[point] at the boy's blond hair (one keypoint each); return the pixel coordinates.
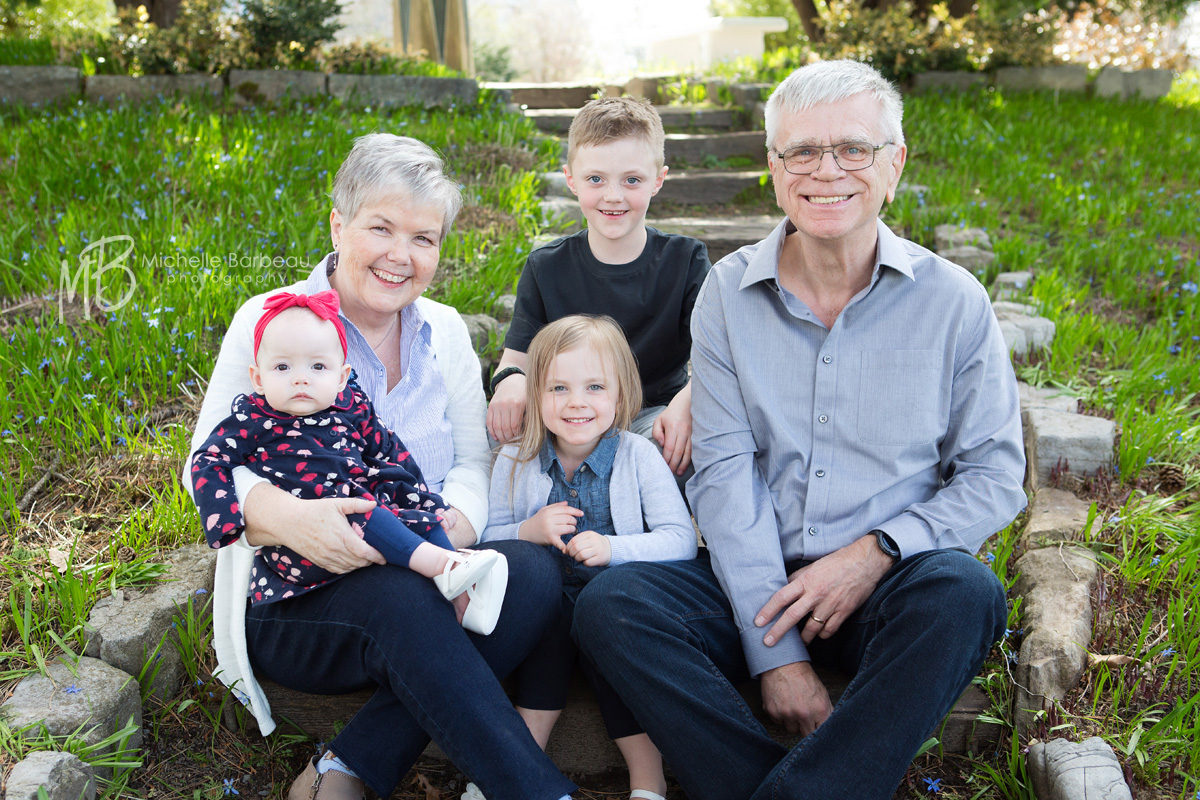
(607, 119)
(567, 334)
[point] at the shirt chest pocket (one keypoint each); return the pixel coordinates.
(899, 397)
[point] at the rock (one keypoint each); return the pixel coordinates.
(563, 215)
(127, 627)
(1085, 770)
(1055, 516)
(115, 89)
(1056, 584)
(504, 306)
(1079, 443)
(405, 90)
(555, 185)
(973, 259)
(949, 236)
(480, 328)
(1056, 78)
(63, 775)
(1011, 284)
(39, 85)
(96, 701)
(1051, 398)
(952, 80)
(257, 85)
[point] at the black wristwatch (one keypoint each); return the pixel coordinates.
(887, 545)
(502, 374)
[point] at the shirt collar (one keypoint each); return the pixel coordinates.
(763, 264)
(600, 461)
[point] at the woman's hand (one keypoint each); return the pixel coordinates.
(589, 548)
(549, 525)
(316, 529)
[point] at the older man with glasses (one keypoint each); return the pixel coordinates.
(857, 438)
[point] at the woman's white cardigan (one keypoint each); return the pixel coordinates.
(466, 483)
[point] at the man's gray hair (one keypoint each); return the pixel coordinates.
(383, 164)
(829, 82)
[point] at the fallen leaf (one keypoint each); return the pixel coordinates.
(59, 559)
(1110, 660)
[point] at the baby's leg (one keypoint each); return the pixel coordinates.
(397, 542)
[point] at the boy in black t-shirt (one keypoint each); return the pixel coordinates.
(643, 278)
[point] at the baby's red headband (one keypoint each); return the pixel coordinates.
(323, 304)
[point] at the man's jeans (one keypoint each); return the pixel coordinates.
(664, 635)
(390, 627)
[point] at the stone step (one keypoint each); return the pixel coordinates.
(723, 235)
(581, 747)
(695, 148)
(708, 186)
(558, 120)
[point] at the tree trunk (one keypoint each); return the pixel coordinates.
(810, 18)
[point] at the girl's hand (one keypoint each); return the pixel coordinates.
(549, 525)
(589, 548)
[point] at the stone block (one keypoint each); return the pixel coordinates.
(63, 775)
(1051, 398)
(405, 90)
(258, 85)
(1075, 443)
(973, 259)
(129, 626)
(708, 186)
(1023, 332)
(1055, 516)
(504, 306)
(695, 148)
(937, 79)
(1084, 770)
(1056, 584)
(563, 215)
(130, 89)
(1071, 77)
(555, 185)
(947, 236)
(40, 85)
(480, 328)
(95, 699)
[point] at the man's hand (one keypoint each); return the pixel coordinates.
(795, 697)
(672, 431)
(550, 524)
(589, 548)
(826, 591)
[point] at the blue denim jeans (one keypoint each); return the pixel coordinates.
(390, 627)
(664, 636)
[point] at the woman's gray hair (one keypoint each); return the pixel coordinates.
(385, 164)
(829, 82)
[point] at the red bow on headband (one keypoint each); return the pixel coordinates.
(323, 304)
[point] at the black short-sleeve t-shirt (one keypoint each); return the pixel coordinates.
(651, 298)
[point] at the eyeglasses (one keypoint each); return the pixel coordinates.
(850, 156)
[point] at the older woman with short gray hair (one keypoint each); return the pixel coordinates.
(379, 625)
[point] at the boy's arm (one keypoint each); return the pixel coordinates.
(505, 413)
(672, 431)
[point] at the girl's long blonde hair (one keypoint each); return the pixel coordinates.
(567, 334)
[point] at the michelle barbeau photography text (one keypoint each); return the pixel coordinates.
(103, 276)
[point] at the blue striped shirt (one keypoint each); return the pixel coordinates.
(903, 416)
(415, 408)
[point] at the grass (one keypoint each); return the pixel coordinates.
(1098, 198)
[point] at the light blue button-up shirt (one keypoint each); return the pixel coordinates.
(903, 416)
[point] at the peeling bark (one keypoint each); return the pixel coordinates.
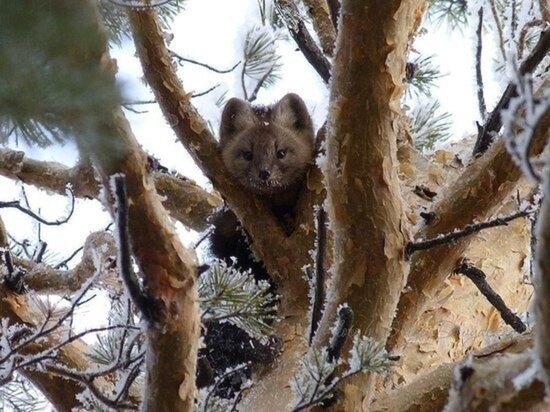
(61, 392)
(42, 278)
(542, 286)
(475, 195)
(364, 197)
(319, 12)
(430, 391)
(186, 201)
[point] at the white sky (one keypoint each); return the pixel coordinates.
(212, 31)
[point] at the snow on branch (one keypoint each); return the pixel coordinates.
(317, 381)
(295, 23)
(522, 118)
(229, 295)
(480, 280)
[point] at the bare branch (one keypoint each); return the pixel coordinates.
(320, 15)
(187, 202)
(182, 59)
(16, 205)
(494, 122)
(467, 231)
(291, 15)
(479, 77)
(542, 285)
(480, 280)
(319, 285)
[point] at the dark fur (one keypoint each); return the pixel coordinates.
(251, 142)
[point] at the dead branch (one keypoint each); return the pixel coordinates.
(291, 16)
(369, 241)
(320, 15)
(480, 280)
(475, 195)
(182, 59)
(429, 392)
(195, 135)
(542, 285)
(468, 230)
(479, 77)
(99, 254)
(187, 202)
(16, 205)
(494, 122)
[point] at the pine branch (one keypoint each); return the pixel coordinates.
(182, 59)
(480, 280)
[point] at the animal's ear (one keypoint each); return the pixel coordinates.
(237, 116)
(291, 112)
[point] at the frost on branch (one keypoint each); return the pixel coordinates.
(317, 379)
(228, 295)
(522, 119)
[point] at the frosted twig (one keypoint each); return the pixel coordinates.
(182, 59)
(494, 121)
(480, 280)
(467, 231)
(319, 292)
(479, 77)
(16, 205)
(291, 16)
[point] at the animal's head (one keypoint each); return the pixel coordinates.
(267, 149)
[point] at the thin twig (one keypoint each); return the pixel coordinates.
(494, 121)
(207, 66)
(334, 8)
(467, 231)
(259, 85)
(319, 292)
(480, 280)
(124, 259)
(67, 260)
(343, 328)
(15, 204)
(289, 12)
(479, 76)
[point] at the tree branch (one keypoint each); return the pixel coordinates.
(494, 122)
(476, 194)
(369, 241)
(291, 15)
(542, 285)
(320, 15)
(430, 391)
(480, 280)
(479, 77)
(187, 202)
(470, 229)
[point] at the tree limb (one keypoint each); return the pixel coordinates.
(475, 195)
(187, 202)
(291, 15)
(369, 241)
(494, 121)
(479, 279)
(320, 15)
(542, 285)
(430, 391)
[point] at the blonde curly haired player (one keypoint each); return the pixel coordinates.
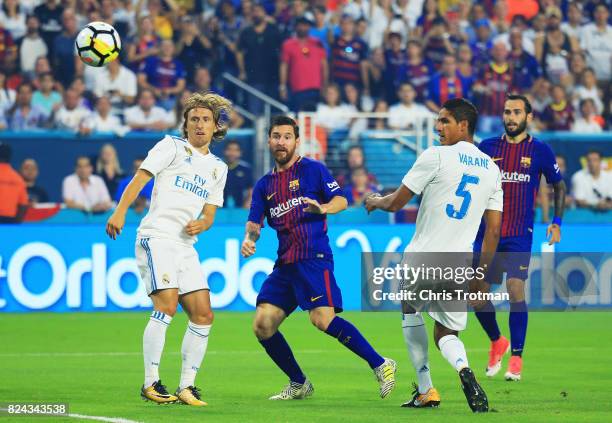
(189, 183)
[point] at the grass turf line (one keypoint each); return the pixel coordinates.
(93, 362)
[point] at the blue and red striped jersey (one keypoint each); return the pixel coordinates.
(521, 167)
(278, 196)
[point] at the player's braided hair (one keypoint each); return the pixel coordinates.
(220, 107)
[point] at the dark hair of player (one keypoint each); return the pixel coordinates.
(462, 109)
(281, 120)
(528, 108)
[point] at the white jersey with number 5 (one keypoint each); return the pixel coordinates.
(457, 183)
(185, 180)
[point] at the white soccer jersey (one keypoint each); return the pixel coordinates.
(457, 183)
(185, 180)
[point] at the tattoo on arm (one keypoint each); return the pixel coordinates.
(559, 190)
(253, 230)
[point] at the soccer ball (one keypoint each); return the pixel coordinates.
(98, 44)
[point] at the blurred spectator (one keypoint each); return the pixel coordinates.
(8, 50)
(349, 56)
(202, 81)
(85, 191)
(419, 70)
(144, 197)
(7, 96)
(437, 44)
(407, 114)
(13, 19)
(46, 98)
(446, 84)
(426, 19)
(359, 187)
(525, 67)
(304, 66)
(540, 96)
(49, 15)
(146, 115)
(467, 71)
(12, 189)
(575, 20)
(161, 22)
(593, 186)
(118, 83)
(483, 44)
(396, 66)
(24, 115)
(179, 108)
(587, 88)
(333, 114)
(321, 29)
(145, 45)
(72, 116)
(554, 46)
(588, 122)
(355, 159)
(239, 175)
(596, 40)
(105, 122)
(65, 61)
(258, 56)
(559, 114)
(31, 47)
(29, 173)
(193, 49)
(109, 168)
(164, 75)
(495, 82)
# # # # #
I would like the data above transcribed exactly, with its pictures left out.

[point] at the boy's blond hair (one keypoint each); return the pixel coordinates.
(607, 119)
(567, 334)
[point] at the shirt chest pocket (one keypoint each); return the pixel coordinates.
(899, 397)
[point] at the rock (one keypoint each); return the pixel coordinates.
(563, 215)
(127, 627)
(1085, 770)
(1055, 516)
(115, 89)
(1056, 584)
(504, 306)
(1079, 443)
(405, 90)
(555, 185)
(973, 259)
(949, 236)
(480, 328)
(1056, 78)
(63, 775)
(1011, 284)
(39, 85)
(96, 701)
(1051, 398)
(952, 80)
(257, 85)
[point] at the black wristwatch (one keypoint each); return the pixel coordinates.
(887, 545)
(502, 374)
[point] at the shirt collar (one keypoint each); return the pixel coordinates.
(763, 264)
(600, 461)
[point] at the woman's hand (one keypoint each); return the pixel coordinates.
(589, 548)
(549, 525)
(316, 529)
[point] at the older man with glasses (one keypoint each); return the pixel coordinates.
(857, 438)
[point] at the woman's white cardigan (one keypoint each); return the pixel coordinates.
(466, 483)
[point] at the man's gray hair (one keypoint each); return the pixel coordinates.
(383, 164)
(829, 82)
[point] at the fallen leaf (one keypoint each); return the pixel coordinates.
(59, 559)
(1110, 660)
[point] at the baby's leg (one keypoint each); return the pixel coordinates.
(397, 542)
[point] at the boy in black t-shirt (one keypoint each); return the pixel coordinates.
(643, 278)
[point] at the baby's red headband (one keypoint each); return the pixel coordinates.
(323, 304)
[point] at the man's jeans (one keypoint each); return the pixel coordinates.
(664, 635)
(390, 627)
[point] at the stone step (one keypoint each); return the pixel coordinates.
(723, 235)
(581, 747)
(695, 148)
(708, 186)
(558, 120)
[point] at the tree trunk (one keypoint each); return the pixel coordinates.
(810, 18)
[point] at the girl's hand (one keypoint each); return the pixel coordinates.
(549, 525)
(589, 548)
[point] at the stone block (one keypoint each); return the pixel coordinates.
(63, 775)
(1051, 398)
(405, 90)
(258, 85)
(1075, 443)
(973, 259)
(129, 626)
(708, 186)
(1023, 332)
(1055, 516)
(504, 306)
(695, 148)
(937, 79)
(1084, 770)
(1056, 584)
(563, 215)
(130, 89)
(1071, 77)
(555, 185)
(947, 236)
(40, 85)
(480, 328)
(95, 699)
[point] at the man's hand (one keypoint each); return the pixel coordinates.
(795, 697)
(672, 431)
(550, 524)
(589, 548)
(826, 591)
[point] at the blue denim jeans (one keypoint each); return the pixel coordinates.
(390, 627)
(664, 636)
[point] at the woman's gray hair (one keypoint each); return the pixel coordinates.
(385, 164)
(829, 82)
[point] at the red bow on headband (one keypoint each); return the pixel coordinates.
(323, 304)
[point] at the black short-sleeve t-shirt (one keypoint each); return the pixel coordinates.
(651, 298)
[point] at the eyeglasses (one keypoint each); return the pixel coordinates.
(850, 156)
[point] at the older woman with short gray hair (one keypoint each); return the pixel coordinates.
(379, 625)
[point] at the boy's arm (one keypoint each); return the pixel coordinates.
(505, 413)
(672, 431)
[point] at the girl's long blonde hair (one keypoint each); return the pixel coordinates.
(567, 334)
[point] at the michelle barbeau photography text (one keypoint each); return the pixel coordinates.
(103, 276)
[point] at the blue striped shirt (one keypoint each); return the pixel coordinates.
(903, 416)
(415, 408)
[point] at the grass (one keypoint each); return the pixel coordinates.
(1098, 198)
[point] at the light blue button-up shirt (one keypoint each); return the pixel coordinates.
(903, 416)
[point] at the peeling bark (one keypoint each); return the pixel coordinates.
(61, 392)
(42, 278)
(542, 286)
(475, 195)
(364, 197)
(319, 12)
(430, 391)
(186, 201)
[point] at the white sky (one keypoint each); return the pixel coordinates.
(212, 31)
[point] at the snow on branch (one keypoint each); return the pixel coordinates.
(317, 381)
(295, 23)
(522, 118)
(229, 295)
(480, 280)
[point] at the bare branch (one keypoint each); return the pixel coordinates.
(320, 15)
(187, 202)
(182, 59)
(16, 205)
(494, 122)
(467, 231)
(291, 15)
(479, 77)
(542, 285)
(480, 280)
(319, 285)
[point] at the dark fur (one keypoint each); return the pixel coordinates.
(251, 142)
[point] at the dead branch (one keypoint each); return the pixel coordinates.
(291, 16)
(369, 241)
(320, 15)
(480, 280)
(475, 195)
(182, 59)
(429, 392)
(195, 135)
(542, 285)
(468, 230)
(479, 77)
(99, 254)
(187, 202)
(16, 205)
(494, 122)
[point] at the pine branch (one keypoint each); return the pixel coordinates.
(182, 59)
(480, 280)
[point] at the animal's ear (one keypoint each); return the pixel coordinates.
(237, 116)
(291, 112)
[point] at the frost on branch (one keypoint each); return the pixel coordinates.
(317, 379)
(228, 295)
(522, 119)
[point] at the frosted twig (one keypoint each); return the pixel coordinates.
(182, 59)
(494, 121)
(480, 280)
(467, 231)
(319, 292)
(479, 77)
(16, 205)
(291, 16)
[point] at the animal's head (one keypoint each); return the pixel coordinates.
(267, 149)
[point] at the thin twig (one keypoint each); return the pixel coordinates.
(494, 121)
(207, 66)
(334, 8)
(467, 231)
(259, 85)
(319, 292)
(480, 280)
(124, 259)
(67, 260)
(343, 328)
(15, 204)
(289, 12)
(479, 76)
[point] at the tree branch (one keypoint each); return the pixel coordinates.
(494, 122)
(476, 194)
(369, 241)
(291, 15)
(542, 285)
(320, 15)
(430, 391)
(480, 280)
(479, 77)
(187, 202)
(470, 229)
[point] at the tree limb (one keypoint each); return the pixel coordinates.
(475, 195)
(187, 202)
(291, 15)
(369, 241)
(494, 121)
(479, 279)
(320, 15)
(542, 285)
(430, 391)
[point] at the blonde curly haired player (one keypoint each); return the pixel coordinates.
(189, 183)
[point] at the grass turf line (one keypoint each); return the pixel coordinates.
(93, 362)
[point] at the blue and red striped jersey (one keypoint each); return the pixel coordinates.
(521, 167)
(278, 196)
[point] at the player's braided hair (one keypoint each); return the pixel coordinates.
(220, 107)
[point] at the dark hair of player (one keypoint each); return the pixel coordinates.
(462, 109)
(281, 120)
(528, 108)
[point] at the white jersey with number 5 (one keypoint each); return the pixel coordinates.
(457, 183)
(185, 180)
[point] at the white soccer jersey (one keypoint each); return the pixel coordinates.
(457, 183)
(185, 180)
[point] at the tattoo on arm (one keypoint each); return the pixel coordinates.
(559, 190)
(253, 230)
[point] at the soccer ball (one keypoint each); return the pixel coordinates.
(98, 44)
[point] at the blurred spectator (one keypoint each); return the pixel coordinates.
(8, 50)
(349, 56)
(202, 81)
(85, 191)
(419, 70)
(144, 197)
(7, 96)
(437, 44)
(407, 114)
(13, 19)
(46, 98)
(446, 84)
(426, 19)
(359, 187)
(525, 67)
(304, 66)
(540, 96)
(49, 15)
(146, 115)
(467, 71)
(12, 189)
(575, 20)
(161, 22)
(593, 186)
(118, 83)
(483, 44)
(396, 66)
(24, 115)
(179, 108)
(587, 88)
(333, 114)
(321, 29)
(145, 45)
(72, 116)
(554, 46)
(588, 122)
(355, 159)
(239, 175)
(596, 40)
(105, 122)
(65, 61)
(258, 56)
(559, 114)
(31, 47)
(29, 173)
(193, 49)
(109, 168)
(164, 75)
(495, 82)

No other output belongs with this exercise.